> _Input records_
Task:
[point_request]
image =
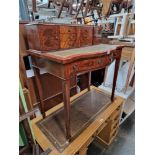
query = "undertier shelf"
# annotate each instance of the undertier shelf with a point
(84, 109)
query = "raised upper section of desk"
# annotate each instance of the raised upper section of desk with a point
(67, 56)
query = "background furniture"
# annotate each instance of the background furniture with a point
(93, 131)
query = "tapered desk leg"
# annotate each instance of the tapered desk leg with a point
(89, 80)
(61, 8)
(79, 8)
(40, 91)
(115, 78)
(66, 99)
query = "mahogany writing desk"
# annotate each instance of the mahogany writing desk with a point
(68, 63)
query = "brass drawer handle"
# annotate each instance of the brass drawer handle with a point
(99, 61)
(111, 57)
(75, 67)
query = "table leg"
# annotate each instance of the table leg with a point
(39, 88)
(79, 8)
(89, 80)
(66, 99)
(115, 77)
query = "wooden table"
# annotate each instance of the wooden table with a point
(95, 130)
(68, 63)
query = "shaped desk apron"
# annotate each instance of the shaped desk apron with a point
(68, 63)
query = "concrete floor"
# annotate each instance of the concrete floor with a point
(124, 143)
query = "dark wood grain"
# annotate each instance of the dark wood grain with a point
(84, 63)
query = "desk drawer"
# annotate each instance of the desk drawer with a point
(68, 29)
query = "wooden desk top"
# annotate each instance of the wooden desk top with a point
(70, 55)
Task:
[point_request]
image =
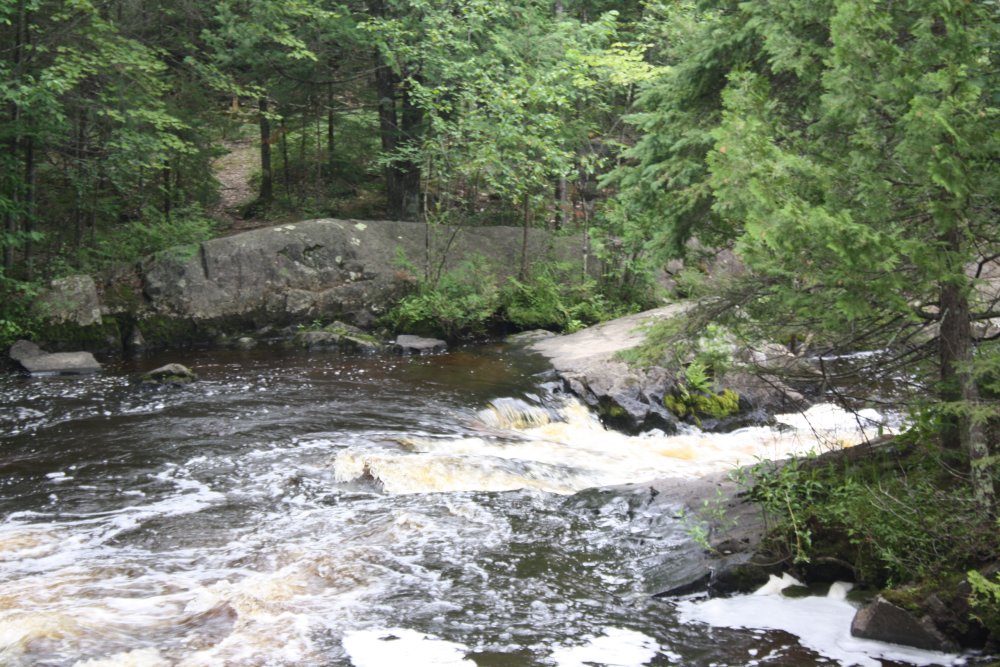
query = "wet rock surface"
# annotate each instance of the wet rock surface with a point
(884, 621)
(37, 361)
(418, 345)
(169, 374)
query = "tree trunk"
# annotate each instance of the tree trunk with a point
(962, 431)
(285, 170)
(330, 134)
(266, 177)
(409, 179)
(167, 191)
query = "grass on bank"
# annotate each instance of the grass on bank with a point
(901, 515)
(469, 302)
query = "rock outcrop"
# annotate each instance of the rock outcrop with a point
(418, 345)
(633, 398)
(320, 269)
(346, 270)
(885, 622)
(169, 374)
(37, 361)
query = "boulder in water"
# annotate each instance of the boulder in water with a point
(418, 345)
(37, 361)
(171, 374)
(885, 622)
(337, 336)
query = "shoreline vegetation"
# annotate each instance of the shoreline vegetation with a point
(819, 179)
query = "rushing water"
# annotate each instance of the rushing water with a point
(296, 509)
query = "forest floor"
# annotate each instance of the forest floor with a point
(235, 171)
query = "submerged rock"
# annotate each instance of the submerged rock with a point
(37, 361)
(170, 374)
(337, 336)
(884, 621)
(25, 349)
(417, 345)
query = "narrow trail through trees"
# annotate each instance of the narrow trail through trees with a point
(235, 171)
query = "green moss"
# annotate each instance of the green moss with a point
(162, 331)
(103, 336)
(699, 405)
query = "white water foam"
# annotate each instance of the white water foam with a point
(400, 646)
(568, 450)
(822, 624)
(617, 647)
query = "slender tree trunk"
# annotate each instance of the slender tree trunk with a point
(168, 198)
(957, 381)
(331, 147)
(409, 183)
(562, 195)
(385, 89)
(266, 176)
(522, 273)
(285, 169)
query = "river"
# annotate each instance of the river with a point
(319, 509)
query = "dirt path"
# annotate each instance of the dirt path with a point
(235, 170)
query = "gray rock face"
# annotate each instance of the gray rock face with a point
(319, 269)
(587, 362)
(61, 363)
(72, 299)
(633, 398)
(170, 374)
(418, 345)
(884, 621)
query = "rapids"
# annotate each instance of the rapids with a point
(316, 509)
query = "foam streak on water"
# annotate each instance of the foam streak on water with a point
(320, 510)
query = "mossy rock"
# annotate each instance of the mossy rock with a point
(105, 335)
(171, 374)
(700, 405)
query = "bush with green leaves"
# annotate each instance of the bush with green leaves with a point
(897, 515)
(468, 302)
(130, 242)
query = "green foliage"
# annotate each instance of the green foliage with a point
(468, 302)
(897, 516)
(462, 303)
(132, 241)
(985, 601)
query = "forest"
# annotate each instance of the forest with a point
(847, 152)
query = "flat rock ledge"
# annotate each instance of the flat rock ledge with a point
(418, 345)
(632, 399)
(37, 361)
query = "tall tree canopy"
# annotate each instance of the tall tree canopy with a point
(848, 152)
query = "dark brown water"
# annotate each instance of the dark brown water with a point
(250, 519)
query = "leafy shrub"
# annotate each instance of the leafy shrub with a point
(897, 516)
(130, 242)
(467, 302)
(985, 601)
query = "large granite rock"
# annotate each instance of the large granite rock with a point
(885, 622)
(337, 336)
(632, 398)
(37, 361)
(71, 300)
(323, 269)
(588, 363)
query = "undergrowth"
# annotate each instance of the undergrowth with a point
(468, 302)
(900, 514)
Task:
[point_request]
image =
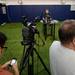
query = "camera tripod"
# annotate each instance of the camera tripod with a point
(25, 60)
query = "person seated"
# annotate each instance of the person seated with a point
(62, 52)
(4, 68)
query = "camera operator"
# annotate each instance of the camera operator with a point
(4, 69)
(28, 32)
--
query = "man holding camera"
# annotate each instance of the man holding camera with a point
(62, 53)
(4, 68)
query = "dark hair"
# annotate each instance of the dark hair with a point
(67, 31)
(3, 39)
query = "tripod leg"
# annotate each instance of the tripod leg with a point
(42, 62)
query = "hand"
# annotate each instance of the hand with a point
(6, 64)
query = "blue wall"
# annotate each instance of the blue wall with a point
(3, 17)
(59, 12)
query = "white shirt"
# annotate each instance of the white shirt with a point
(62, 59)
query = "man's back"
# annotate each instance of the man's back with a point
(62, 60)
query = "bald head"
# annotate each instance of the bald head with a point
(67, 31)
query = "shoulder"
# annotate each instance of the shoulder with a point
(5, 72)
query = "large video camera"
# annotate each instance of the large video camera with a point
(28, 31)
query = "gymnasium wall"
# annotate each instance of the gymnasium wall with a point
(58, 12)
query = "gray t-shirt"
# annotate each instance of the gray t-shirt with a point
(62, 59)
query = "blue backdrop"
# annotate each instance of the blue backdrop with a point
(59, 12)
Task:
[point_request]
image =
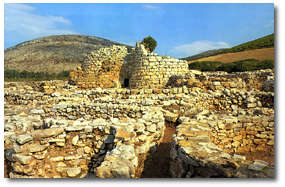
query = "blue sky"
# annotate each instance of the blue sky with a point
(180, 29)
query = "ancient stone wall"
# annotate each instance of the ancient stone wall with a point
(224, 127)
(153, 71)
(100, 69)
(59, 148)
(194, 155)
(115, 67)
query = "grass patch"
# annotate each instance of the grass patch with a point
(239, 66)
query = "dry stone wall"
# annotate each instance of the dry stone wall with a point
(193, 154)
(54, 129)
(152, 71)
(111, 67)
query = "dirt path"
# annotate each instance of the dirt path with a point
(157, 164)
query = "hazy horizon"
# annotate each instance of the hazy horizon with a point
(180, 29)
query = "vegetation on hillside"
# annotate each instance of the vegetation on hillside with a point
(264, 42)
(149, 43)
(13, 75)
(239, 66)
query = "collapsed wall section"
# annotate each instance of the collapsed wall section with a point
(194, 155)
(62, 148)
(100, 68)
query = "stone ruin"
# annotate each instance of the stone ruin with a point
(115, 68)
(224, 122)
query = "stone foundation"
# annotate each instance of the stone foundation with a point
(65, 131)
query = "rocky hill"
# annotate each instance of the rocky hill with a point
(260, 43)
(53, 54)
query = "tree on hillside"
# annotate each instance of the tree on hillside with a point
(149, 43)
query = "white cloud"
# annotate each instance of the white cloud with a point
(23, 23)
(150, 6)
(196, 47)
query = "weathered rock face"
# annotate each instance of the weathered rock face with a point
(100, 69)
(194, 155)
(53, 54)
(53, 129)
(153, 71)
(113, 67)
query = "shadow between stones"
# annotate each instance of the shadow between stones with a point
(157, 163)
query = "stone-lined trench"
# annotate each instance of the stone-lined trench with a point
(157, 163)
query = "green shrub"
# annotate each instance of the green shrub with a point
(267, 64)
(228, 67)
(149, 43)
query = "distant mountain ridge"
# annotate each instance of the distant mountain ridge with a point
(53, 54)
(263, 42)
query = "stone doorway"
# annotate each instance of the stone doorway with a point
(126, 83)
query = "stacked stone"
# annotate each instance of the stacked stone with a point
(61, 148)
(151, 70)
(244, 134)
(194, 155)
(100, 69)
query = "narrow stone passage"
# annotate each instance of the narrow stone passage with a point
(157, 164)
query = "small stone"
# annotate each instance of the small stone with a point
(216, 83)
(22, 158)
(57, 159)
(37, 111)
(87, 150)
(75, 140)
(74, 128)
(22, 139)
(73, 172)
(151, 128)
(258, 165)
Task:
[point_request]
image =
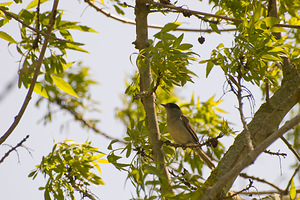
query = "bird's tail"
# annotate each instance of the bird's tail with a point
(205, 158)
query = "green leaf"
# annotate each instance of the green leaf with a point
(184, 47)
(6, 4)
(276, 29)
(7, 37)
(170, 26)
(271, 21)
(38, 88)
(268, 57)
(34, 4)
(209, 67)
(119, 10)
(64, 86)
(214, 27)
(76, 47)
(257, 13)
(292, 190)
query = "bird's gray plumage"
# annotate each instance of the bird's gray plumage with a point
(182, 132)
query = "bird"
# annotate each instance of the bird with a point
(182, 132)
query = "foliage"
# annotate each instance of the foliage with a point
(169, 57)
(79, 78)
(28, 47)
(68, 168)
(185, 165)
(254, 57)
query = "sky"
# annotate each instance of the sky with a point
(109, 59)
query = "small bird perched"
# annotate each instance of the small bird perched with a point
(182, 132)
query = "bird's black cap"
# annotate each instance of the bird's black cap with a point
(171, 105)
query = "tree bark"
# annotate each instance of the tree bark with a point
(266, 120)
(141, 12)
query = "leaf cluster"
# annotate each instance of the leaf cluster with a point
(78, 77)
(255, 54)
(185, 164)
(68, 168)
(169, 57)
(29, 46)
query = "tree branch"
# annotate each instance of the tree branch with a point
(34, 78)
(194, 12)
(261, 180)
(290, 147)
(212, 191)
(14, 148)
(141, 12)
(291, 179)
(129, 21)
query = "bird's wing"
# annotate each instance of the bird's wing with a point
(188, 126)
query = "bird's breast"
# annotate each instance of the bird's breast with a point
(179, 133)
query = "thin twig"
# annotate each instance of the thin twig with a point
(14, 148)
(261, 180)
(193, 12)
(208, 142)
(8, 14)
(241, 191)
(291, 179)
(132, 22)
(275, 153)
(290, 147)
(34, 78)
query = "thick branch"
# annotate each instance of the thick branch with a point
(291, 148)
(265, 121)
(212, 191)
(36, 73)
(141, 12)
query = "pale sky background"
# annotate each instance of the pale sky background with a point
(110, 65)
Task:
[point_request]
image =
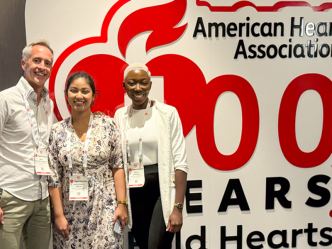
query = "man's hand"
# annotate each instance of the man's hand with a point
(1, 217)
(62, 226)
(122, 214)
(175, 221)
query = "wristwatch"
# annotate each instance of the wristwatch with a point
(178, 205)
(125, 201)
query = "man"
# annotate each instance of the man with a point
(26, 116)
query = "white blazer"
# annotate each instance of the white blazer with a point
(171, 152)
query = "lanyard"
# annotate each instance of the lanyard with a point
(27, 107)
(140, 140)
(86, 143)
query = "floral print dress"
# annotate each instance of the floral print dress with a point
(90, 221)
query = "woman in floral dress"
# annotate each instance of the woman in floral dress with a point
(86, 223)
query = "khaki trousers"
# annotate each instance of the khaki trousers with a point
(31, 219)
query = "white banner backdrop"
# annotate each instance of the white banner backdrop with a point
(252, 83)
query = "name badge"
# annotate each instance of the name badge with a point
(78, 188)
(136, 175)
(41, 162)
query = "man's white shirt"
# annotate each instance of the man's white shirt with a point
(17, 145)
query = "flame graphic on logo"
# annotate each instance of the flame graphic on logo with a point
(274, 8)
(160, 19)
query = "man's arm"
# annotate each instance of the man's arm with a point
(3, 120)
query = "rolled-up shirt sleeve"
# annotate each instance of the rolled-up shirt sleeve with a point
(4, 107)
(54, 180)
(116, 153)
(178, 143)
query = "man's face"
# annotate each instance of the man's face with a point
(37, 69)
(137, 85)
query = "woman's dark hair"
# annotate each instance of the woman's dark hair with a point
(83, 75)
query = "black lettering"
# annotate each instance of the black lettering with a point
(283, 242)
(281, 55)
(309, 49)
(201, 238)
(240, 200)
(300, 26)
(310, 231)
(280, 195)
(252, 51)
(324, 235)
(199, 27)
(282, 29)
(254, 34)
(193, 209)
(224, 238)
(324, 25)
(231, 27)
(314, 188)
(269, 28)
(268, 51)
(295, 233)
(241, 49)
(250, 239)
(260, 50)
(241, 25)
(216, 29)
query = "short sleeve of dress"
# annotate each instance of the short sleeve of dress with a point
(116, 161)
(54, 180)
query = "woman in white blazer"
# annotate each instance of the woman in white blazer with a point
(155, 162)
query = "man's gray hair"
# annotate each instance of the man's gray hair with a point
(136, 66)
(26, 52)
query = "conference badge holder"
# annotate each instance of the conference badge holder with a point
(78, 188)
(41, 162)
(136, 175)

> _What this task involves_
How many lines of the material above contain the word "river", with case counting? Reply with only the number.

> _Final answer_
2